Every entry should be repeated exactly as written.

________________________

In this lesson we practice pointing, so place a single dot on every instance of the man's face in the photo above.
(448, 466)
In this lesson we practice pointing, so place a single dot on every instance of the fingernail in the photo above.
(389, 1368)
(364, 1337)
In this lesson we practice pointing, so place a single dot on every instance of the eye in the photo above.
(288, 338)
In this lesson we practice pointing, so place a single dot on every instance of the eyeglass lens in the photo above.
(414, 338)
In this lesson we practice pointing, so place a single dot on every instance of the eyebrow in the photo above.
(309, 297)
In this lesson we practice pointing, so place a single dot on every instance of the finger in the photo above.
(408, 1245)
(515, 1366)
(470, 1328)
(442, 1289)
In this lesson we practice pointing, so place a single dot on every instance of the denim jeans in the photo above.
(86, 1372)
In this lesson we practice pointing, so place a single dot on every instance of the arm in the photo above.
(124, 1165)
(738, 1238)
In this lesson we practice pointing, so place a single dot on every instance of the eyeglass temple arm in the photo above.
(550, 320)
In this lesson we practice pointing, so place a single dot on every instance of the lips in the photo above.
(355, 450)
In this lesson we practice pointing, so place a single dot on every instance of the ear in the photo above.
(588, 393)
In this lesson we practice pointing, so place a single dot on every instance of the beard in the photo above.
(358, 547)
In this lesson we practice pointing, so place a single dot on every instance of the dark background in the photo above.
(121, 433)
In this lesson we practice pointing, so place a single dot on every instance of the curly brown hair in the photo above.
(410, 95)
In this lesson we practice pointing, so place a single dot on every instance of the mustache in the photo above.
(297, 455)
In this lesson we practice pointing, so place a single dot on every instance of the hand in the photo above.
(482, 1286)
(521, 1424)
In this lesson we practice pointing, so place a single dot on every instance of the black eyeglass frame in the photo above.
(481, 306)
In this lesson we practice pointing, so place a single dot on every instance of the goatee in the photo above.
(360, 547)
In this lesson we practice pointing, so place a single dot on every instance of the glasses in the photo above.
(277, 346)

________________________

• _TASK SOLUTION_:
In this lesson we practice pointing, so place a single dot on every instance of the man's face in the photo above.
(448, 466)
In this lesson we practice pointing, so place a single dot on every instance of the fingernail in the photo above.
(389, 1368)
(364, 1337)
In this lesson we practice pointing, so place a single dot on every instance of the eye in the photo above.
(288, 338)
In this lesson we practice pointing, so place a single dot on every instance of the eyeglass lens in the photo above.
(414, 338)
In this lesson we practice pointing, so place a single dot on every instance of the eyebrow in the photo above.
(309, 297)
In this lesson we practice pointing, so place a single dot on every instance of the finger in the photo above.
(408, 1245)
(515, 1366)
(470, 1328)
(442, 1289)
In this lesson we practice pointing, so place a single dot on every instance of the denim jeans in the photo above.
(86, 1372)
In this lesson we practice pointing, so place a single dot on every instance of the arm in the photo above.
(124, 1165)
(738, 1238)
In this lesson we practice pointing, so place a single dot on every instance of the eyeglass temple arm in the photo above.
(550, 320)
In this lesson we practice pointing, so place a single dot on every instance of the lips in the photo above.
(355, 450)
In this lesson we practice pointing, so place a single dot on every instance of the ear in the photo above.
(588, 393)
In this lesson we practice pointing, so place a single dot on every instance of the beard in the photo above.
(358, 547)
In this lesson we practice pointing, so place a single dot on every instance of the dark background in the photo above.
(121, 433)
In this lesson we practice pointing, so place a single dot on every instance of the curly brown hair in the photo above.
(410, 95)
In this lesson we practice pointing, so place a single dot on every instance of the mustache in the photo above.
(297, 455)
In this lesson we practice pointing, so place a single dot on every instance of the hand in the photo above.
(482, 1286)
(521, 1424)
In this lesson we practice pointing, so place a single dot on every instance of the black eyeglass frame in the photo above.
(481, 306)
In this lesson we practice pointing, so place a single dot on every instance of the goatee in the photo above.
(360, 547)
In this lesson we practice pointing, so place a single dot on every instance of the glasses in the photo above.
(277, 346)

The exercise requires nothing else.